> **ENUNCIADO DEL PROBLEMA**:
Enumera, copiándolas completas, las líneas del material de abajo que contienen la palabra "roof". Se distinguen mayúsculas y minúsculas.

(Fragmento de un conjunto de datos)
# # # # #

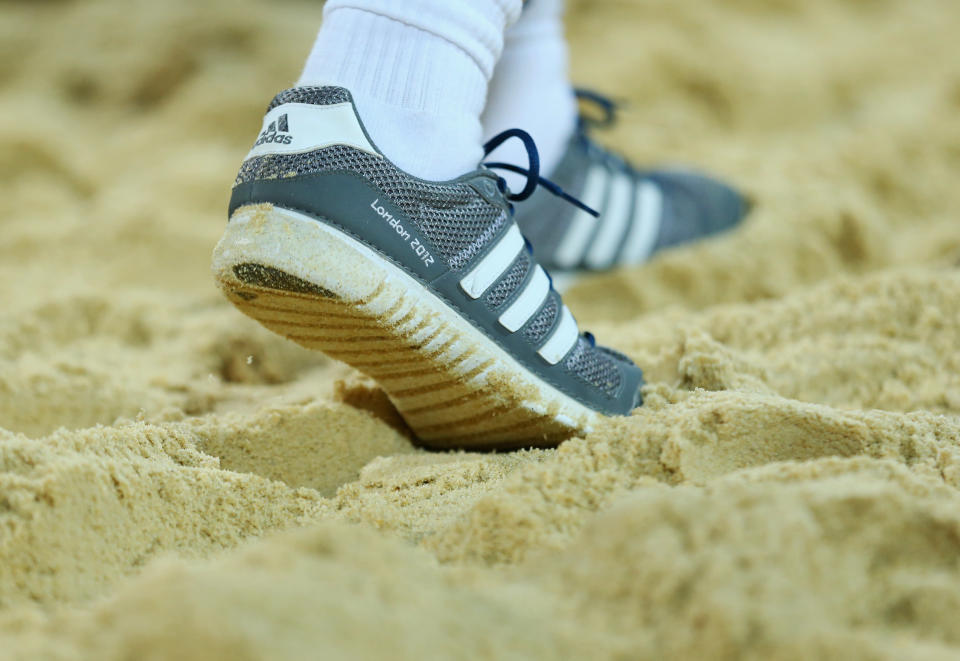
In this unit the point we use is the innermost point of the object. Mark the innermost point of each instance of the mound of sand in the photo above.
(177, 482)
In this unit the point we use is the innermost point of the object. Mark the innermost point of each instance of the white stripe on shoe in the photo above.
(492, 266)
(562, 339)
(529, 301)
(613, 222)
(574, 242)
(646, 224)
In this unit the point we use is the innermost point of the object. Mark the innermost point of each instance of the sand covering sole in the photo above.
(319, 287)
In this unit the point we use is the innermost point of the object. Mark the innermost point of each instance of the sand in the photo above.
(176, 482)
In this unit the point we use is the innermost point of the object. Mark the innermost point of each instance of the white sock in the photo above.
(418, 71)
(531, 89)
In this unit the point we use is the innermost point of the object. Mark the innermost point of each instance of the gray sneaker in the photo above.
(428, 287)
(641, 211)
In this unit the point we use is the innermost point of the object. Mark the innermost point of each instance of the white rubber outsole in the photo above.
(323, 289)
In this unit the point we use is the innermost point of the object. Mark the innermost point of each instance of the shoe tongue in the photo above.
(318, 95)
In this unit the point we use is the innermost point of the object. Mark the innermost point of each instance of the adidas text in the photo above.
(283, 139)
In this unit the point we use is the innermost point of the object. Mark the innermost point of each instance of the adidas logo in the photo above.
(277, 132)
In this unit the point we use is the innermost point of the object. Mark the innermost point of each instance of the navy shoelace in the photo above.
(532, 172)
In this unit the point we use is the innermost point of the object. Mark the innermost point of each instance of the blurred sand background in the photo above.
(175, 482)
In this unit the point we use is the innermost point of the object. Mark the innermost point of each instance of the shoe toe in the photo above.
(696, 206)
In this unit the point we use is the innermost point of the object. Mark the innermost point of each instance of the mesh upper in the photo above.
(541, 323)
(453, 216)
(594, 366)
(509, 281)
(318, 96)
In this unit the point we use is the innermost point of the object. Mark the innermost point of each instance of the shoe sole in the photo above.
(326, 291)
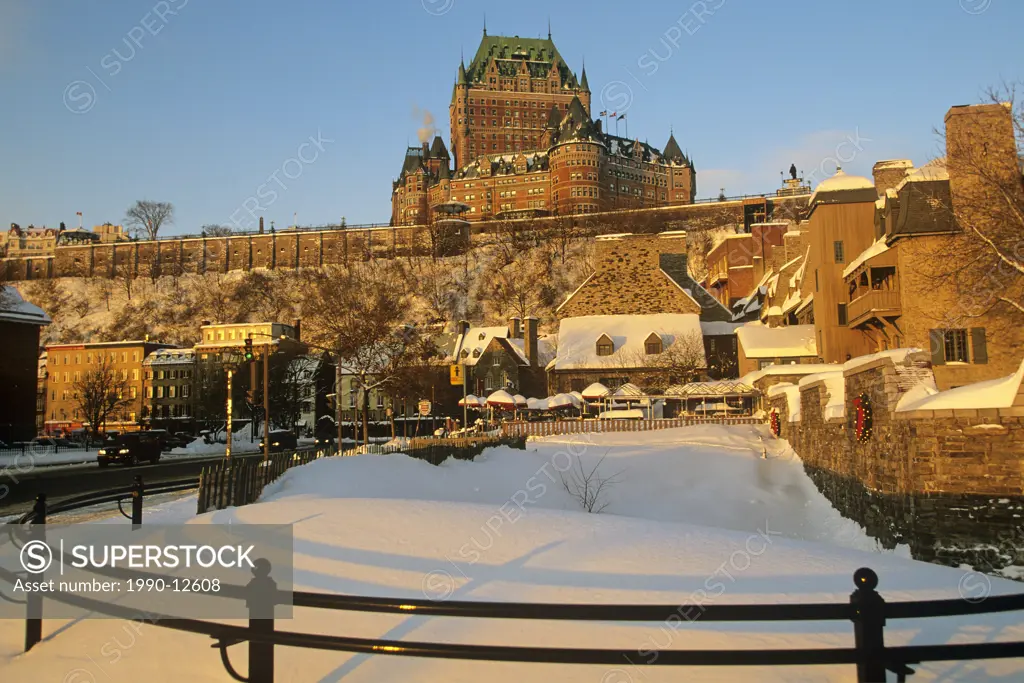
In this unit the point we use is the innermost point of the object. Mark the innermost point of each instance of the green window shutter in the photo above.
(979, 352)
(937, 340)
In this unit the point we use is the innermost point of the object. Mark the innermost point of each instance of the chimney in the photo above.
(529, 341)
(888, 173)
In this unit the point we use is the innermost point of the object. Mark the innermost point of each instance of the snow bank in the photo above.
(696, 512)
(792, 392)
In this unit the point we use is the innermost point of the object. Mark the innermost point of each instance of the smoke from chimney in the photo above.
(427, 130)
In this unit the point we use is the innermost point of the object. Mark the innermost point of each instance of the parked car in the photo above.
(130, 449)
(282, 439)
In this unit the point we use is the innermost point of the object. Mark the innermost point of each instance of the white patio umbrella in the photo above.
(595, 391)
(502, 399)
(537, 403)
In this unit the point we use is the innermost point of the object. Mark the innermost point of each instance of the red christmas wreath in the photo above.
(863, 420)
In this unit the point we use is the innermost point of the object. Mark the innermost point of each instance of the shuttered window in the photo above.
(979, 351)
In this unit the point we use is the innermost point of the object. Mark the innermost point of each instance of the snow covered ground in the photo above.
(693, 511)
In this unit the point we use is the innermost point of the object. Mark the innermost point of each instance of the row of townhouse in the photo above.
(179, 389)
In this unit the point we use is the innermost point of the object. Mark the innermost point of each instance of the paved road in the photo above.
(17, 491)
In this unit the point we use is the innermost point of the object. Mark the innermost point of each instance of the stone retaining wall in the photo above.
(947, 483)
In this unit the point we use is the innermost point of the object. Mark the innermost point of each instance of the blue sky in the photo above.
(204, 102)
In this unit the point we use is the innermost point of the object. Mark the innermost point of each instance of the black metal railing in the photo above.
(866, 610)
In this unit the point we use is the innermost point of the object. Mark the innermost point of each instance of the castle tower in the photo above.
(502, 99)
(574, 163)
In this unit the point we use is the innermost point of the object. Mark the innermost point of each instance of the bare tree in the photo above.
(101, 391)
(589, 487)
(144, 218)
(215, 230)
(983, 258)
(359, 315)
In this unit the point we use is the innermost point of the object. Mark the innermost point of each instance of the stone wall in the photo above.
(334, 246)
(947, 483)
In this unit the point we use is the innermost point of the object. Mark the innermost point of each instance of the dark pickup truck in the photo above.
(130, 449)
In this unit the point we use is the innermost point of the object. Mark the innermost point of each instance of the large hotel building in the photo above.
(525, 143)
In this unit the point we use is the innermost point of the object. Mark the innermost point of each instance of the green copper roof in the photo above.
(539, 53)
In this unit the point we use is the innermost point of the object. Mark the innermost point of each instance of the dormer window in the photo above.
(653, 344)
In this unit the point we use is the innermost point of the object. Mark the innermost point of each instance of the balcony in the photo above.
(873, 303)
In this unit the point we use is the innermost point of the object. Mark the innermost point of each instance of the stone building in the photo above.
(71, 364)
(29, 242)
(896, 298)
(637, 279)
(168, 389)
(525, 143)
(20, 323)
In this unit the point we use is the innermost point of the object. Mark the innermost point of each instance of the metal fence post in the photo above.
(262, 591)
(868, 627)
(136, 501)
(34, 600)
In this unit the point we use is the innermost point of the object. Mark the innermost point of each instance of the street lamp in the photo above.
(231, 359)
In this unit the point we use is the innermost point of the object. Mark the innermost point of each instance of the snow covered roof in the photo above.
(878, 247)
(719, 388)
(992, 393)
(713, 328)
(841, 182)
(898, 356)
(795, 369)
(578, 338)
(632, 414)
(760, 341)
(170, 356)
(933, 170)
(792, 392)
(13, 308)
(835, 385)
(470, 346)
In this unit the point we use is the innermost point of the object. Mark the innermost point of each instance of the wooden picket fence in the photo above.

# # # # #

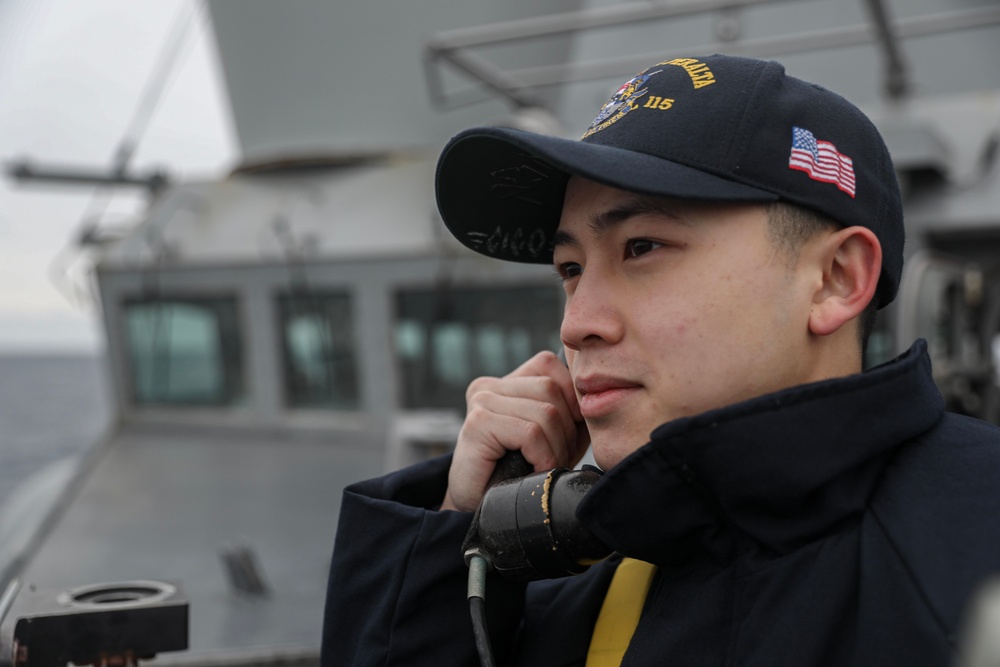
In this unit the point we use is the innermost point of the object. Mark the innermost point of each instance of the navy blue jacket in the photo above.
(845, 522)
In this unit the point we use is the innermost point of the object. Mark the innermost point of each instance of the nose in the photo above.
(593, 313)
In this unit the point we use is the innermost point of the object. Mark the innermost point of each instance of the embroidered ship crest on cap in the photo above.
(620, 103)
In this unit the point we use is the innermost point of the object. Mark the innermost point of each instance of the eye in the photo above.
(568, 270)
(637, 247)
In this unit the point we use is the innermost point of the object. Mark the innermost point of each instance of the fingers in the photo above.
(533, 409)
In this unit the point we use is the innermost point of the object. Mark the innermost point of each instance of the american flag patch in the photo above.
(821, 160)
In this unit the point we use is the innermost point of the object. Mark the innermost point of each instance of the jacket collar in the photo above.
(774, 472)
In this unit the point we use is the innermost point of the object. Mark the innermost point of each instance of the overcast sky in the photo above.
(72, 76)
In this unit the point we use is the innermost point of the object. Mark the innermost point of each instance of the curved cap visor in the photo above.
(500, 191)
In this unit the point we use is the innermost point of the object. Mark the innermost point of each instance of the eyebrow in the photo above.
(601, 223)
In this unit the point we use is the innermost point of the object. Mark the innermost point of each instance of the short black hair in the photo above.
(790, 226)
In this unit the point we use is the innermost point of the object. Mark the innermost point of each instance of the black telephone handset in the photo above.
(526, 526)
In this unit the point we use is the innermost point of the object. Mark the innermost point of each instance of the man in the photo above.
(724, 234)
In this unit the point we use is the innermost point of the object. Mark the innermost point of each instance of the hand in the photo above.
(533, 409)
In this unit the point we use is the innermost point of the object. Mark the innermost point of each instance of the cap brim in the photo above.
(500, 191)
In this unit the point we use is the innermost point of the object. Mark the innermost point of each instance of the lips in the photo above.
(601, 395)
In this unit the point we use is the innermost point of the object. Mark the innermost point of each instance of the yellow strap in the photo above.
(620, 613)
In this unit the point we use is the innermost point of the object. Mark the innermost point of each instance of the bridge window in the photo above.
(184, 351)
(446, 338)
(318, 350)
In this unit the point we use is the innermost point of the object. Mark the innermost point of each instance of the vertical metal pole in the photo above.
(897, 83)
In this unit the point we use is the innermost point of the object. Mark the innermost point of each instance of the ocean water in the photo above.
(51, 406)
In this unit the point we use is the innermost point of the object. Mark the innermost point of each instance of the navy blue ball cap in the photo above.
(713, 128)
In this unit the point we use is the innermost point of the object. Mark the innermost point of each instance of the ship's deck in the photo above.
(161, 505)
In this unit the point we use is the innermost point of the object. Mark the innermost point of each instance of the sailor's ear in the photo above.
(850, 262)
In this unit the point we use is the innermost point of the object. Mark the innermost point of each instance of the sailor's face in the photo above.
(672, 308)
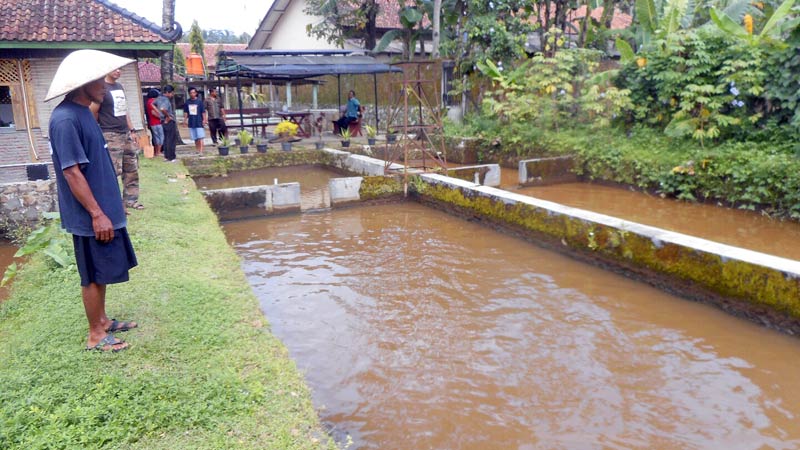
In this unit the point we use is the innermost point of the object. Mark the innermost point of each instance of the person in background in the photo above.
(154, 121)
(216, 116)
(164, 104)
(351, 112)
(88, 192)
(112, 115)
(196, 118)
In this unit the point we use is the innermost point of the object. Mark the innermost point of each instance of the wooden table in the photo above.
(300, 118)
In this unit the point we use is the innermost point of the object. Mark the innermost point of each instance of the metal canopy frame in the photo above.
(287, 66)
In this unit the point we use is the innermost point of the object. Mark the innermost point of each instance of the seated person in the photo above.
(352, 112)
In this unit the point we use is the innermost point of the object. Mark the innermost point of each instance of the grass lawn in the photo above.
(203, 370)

# # # # #

> **RESPUESTA**:
In this unit the point we use is the innermost point of the object. Mark the innermost point of each instance of the green copper roof in the photo above.
In this unit the point we use is the innermost point of the object. Mark the innermost point of each instance of the snow covered roof in the photo above.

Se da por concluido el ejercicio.